▶ _EXCERPTED PASSAGE_:
## Begin

# Ok, what am I doing wrong - EI Dosing



## Brad99 (Sep 27, 2006)

Hi All,

This is my first post on APC but i have been lurking for the last few months or so trying to learn more. Please excuse this long first post, but I thought some background might be of help.

I set up a new tank in the beginning of Aug. All was going well, until I got my new lighting. 

I have 180 gallon tank (I figure 130 G water)
432 watts HO k6000 lighting. (so maybe a bit more than 3w/g)
Wasn't adding anything but some iron. (still learning)
Things were going fine, for about 2 weeks, plants were growing, pearling etc, and then I had the worst algae bloom ever. Green hair algae, red algae, BBA.. you name it, plants covered, substrate covered, it was disgusting. So I then starting learning more. 

I added pressurized CO2, cut the lights back (5 hours on ,3 off, 5 on) with only 324 watts of light, stopped fertilizing and added a small army of SAE's and Ottos.

3 weeks later the tank was clean again.

So then I densely planted the tank, and started dosing with pmdd. After 2-3 weeks, still no algae but none of the plants were growing. Nothing dying but nothing growing either.

SO I decided to try EI dosing since it seems to be what everyone else says is the best way to go. I bought the ferts, and started dosing like the fertilator calculated out for me. And have been doing so for more than 2 weeks now.

Here's my water chemistry prior to dosing.

Well Water (actually liquid rock) GH 700 ppm KH 400 ppm pH 7.8
Well Water from tap has 10-15 ppm Nitrate therefore not adding extra
Phosphate = Zero
Iron - zero

Using Fertilator set for 130 g I'm adding:

Sunday, Tues, Thur
No nitrate. (since natural nitrate is currently - 15 ppm)

## End

▶ _TO-DO LIST_:
a – In the EI dosing thread, how many watts of light did the poster keep running after cutting the lights back?
b – Reproduce the EI dosing thread from "I have 180 gallon" to "starting learning more.", with "disgusting" switched to "dreadful".

▶ _LISTED RECORDS_:

## Begin

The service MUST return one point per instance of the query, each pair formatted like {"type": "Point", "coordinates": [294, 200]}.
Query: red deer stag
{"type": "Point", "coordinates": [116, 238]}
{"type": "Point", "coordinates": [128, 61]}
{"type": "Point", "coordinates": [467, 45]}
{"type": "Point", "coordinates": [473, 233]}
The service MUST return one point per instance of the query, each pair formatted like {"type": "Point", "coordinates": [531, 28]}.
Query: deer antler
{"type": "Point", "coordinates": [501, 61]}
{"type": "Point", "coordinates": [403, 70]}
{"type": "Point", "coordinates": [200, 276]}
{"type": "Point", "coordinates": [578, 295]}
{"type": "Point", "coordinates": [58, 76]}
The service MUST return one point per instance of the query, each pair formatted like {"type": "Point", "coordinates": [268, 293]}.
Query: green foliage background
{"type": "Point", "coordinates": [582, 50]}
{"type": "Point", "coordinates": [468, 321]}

## End

▶ _SOLUTIONS TO EACH TASK_:
a – 324 watts

b –
I have 180 gallon tank (I figure 130 G water)
432 watts HO k6000 lighting. (so maybe a bit more than 3w/g)
Wasn't adding anything but some iron. (still learning)
Things were going fine, for about 2 weeks, plants were growing, pearling etc, and then I had the worst algae bloom ever. Green hair algae, red algae, BBA.. you name it, plants covered, substrate covered, it was dreadful. So I then starting learning more.